What this task involves: This exercise requires every record to be repeated exactly.

Data:
######

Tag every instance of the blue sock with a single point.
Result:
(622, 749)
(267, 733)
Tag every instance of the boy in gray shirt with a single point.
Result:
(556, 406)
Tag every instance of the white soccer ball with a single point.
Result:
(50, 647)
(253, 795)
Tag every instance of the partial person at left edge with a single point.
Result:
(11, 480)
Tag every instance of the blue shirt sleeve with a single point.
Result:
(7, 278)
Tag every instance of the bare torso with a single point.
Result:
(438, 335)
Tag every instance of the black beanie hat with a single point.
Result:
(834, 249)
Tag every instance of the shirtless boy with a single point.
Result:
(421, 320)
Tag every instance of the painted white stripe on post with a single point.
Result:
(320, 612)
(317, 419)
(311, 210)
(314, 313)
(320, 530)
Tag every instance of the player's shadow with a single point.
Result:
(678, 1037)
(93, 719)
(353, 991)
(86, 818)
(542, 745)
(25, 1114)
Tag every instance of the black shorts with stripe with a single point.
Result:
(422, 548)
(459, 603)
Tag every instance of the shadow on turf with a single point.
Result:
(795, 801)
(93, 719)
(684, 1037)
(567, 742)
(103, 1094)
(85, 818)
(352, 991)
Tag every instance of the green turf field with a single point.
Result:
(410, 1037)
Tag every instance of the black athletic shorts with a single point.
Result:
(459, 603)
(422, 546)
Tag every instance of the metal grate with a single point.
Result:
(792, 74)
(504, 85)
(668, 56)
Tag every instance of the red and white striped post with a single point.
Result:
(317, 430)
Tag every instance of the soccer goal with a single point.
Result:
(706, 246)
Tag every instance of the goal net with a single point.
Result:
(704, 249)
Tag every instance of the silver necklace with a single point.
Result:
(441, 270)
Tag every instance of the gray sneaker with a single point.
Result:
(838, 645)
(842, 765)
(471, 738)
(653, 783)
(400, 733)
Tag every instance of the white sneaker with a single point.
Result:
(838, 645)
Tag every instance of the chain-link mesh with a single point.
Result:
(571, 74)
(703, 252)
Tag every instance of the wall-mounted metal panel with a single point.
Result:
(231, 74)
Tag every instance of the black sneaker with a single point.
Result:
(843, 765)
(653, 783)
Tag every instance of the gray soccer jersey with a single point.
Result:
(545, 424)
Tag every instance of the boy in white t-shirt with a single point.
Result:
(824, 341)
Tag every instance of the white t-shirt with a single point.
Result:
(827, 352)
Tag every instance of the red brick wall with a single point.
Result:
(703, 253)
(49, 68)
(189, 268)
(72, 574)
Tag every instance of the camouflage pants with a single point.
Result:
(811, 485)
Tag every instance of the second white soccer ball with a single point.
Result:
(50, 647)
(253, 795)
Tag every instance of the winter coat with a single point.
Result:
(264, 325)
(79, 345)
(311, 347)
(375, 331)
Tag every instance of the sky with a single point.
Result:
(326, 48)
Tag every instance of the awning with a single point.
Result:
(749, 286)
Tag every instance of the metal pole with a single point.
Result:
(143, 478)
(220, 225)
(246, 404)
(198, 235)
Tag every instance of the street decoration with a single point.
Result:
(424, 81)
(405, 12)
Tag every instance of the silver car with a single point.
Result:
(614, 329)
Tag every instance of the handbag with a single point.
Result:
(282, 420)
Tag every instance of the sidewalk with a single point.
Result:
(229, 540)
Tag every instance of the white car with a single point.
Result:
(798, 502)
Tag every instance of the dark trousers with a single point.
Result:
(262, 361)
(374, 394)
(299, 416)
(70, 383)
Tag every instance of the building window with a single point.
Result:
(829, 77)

######

Result below:
Tag every instance of the blue sock with a single point.
Result:
(622, 749)
(267, 733)
Tag every instance of the boy in gray shirt with a single point.
Result:
(556, 406)
Tag every instance of the white soccer ball with a single point.
Result:
(50, 647)
(253, 795)
Tag every instance of the partial person at left edge with a single point.
Result:
(11, 480)
Tag every instance of the blue shirt sleeve with a single point.
Result:
(7, 278)
Tag every instance of the bare torso with a single point.
Result:
(438, 335)
Tag every instance of the black beanie hat with a single point.
Result:
(834, 249)
Tag every instance of the shirtless boy with a single point.
Result:
(421, 320)
Tag every instance of the painted white stripe on post with a single point.
Result:
(320, 612)
(317, 419)
(311, 210)
(314, 313)
(320, 530)
Tag every instance of the player's shadow with a single point.
Result:
(678, 1037)
(93, 719)
(353, 991)
(86, 818)
(542, 745)
(25, 1114)
Tag every instance of the black shorts with stripe with a single point.
Result:
(422, 548)
(459, 603)
Tag every instance of the shadow on turf with a single point.
Result:
(795, 801)
(93, 719)
(684, 1037)
(567, 742)
(103, 1094)
(85, 818)
(352, 991)
Tag every instance of the green turf field with a single point.
Result:
(410, 1037)
Tag every instance of the black athletic shorts with a single point.
Result:
(459, 603)
(422, 546)
Tag every instance of the metal grate with a single point.
Result:
(792, 74)
(504, 85)
(668, 56)
Tag every instance of the red and white striped post with a single point.
Result:
(317, 430)
Tag every instance of the soccer goal with a single point.
Result:
(706, 246)
Tag every instance of the goal net with a single point.
Result:
(704, 249)
Tag every instance of the silver necklace with a single point.
Result:
(441, 270)
Tag every instance of the gray sneaker with a single point.
Result:
(838, 645)
(842, 765)
(471, 738)
(653, 783)
(400, 733)
Tag every instance of the white sneaker with a single point.
Result:
(838, 645)
Tag every instance of the chain-link mesh with a single point.
Result:
(571, 74)
(703, 252)
Tag every instance of the wall-mounted metal panel with a single point.
Result:
(231, 74)
Tag every instance of the black sneaker with a single point.
Result:
(843, 765)
(653, 783)
Tag every instance of the gray soccer jersey with a single point.
Result:
(545, 424)
Tag every instance of the boy in white t-shirt with a single point.
Result:
(824, 341)
Tag every instance of the white t-shirt with a single point.
Result:
(827, 352)
Tag every instance of the red brick wall with a single point.
Result:
(703, 253)
(49, 68)
(189, 268)
(72, 574)
Tag every instance of the camouflage pants with a single point.
Result:
(811, 485)
Tag every instance of the second white soccer ball with a single point.
Result:
(50, 647)
(253, 795)
Tag every instance of the winter coat with a single point.
Result:
(264, 325)
(79, 345)
(311, 347)
(375, 331)
Tag every instance of the sky with a single point.
Result:
(326, 48)
Tag every instance of the awning with a single point.
Result:
(749, 286)
Tag every instance of the metal pole with a single point.
Result:
(143, 478)
(220, 225)
(246, 404)
(198, 235)
Tag every instance of the street decoration with a single point.
Result:
(424, 81)
(405, 12)
Tag every instance of the silver car with a single point.
Result:
(614, 329)
Tag every instance of the handbag with a single point.
Result:
(282, 420)
Tag every instance of the sidewalk with a single point.
Result:
(229, 540)
Tag every instance of the white car with a single point.
Result:
(798, 502)
Tag every instance of the dark trousers with a single point.
Result:
(262, 361)
(374, 394)
(299, 416)
(70, 383)
Tag every instance of the building window with a single point.
Result:
(829, 77)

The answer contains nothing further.